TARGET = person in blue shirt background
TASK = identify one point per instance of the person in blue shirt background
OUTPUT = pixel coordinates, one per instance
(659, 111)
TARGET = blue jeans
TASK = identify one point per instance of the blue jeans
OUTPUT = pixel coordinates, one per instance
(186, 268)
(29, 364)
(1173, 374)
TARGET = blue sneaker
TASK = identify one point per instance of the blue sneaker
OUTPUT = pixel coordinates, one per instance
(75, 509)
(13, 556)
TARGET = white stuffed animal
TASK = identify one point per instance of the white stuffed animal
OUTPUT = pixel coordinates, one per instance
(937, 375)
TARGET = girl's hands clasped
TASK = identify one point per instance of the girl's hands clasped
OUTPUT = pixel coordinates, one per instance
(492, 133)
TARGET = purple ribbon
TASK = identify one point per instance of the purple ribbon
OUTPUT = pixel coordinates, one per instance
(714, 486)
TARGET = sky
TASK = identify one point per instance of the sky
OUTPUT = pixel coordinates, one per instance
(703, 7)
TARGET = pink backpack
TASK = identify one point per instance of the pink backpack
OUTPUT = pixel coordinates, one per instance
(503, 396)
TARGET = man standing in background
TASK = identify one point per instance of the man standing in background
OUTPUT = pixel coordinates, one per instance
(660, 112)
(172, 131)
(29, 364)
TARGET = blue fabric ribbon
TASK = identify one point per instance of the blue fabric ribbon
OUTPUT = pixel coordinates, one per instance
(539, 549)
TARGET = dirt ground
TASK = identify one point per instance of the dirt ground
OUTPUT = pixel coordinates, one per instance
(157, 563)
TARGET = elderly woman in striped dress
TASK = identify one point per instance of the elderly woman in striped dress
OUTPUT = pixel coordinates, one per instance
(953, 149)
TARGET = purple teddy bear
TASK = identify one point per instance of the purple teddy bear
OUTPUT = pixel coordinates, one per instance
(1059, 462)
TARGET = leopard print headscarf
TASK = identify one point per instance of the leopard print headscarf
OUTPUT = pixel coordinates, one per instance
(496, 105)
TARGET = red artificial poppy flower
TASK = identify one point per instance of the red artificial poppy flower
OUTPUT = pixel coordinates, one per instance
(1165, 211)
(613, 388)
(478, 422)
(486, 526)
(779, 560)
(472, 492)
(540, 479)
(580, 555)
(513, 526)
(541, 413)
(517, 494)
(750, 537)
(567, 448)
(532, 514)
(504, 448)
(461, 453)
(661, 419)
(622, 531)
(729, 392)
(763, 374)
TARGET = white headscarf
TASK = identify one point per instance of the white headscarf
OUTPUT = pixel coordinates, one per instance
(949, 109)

#####

» **REQUIREMENTS**: Extract all lines as given.

» **WRITTEN ANSWER**:
TARGET = person in blue shirt background
TASK = identify one point per instance of the person in blue shirt background
OUTPUT = pixel coordinates, one per instance
(659, 111)
TARGET = blue jeans
TASK = identify one point per instance of the blue jeans
OUTPUT = pixel coordinates, one per instance
(186, 268)
(29, 364)
(1173, 374)
TARGET = blue sneaker
TASK = identify one point per instance of the blue sneaker
OUTPUT = pixel coordinates, one per instance
(75, 509)
(13, 556)
TARGET = white stuffed animal
TASK = identify one point per instance of the white stuffed animal
OUTPUT = pixel coordinates, one per instance
(937, 375)
TARGET = girl's hands clasped
TASK = identify one point per instance of the girl's hands clasped
OUTPUT = pixel coordinates, one per instance
(492, 133)
TARGET = purple ribbon
TASK = identify one point per instance of the purple ribbon
OUTPUT = pixel coordinates, one per instance
(714, 486)
TARGET = sky
TASK = identify one point per instance of the sky
OUTPUT = pixel coordinates, one per instance
(703, 7)
TARGET = pink backpack
TASK = identify one point per instance of the pink backpack
OUTPUT = pixel coordinates, one per instance
(503, 396)
TARGET = man standing in background
TASK = identify one point per instance of the man standing in background
OUTPUT = pixel coordinates, one per instance
(660, 112)
(172, 131)
(29, 364)
TARGET = blue fabric ribbon
TASK = identify one point per instance of the blue fabric ribbon
OUTPUT = pixel coordinates, one per instance
(539, 549)
TARGET = dirt ground
TASK = identify one point per instance of the dirt ground
OUTPUT = pixel coordinates, one per instance
(157, 563)
TARGET = elderly woman in striped dress
TASK = identify one point per instance of the elderly woman in striped dress
OUTPUT = pixel coordinates, one per instance
(953, 149)
TARGET = purple teddy bear
TASK = identify one point per instance of the purple teddy bear
OUTPUT = pixel coordinates, one per instance
(1059, 462)
TARGET = leopard print headscarf
TASK = identify one point per instance of the leopard print headscarf
OUTPUT = pixel coordinates, one per instance
(496, 105)
TARGET = red artificial poppy flower
TASK = identify one point per instance of the red artificial poppy flower
OUTPUT = pixel coordinates, one per instance
(1165, 211)
(613, 388)
(478, 422)
(486, 526)
(779, 560)
(472, 492)
(540, 479)
(580, 555)
(513, 526)
(541, 413)
(517, 494)
(750, 537)
(567, 448)
(532, 514)
(504, 448)
(461, 453)
(661, 419)
(622, 531)
(729, 392)
(763, 374)
TARGET = white headscarf
TASK = identify one point per instance of the white headscarf
OUTPUT = pixel coordinates, one per instance
(949, 109)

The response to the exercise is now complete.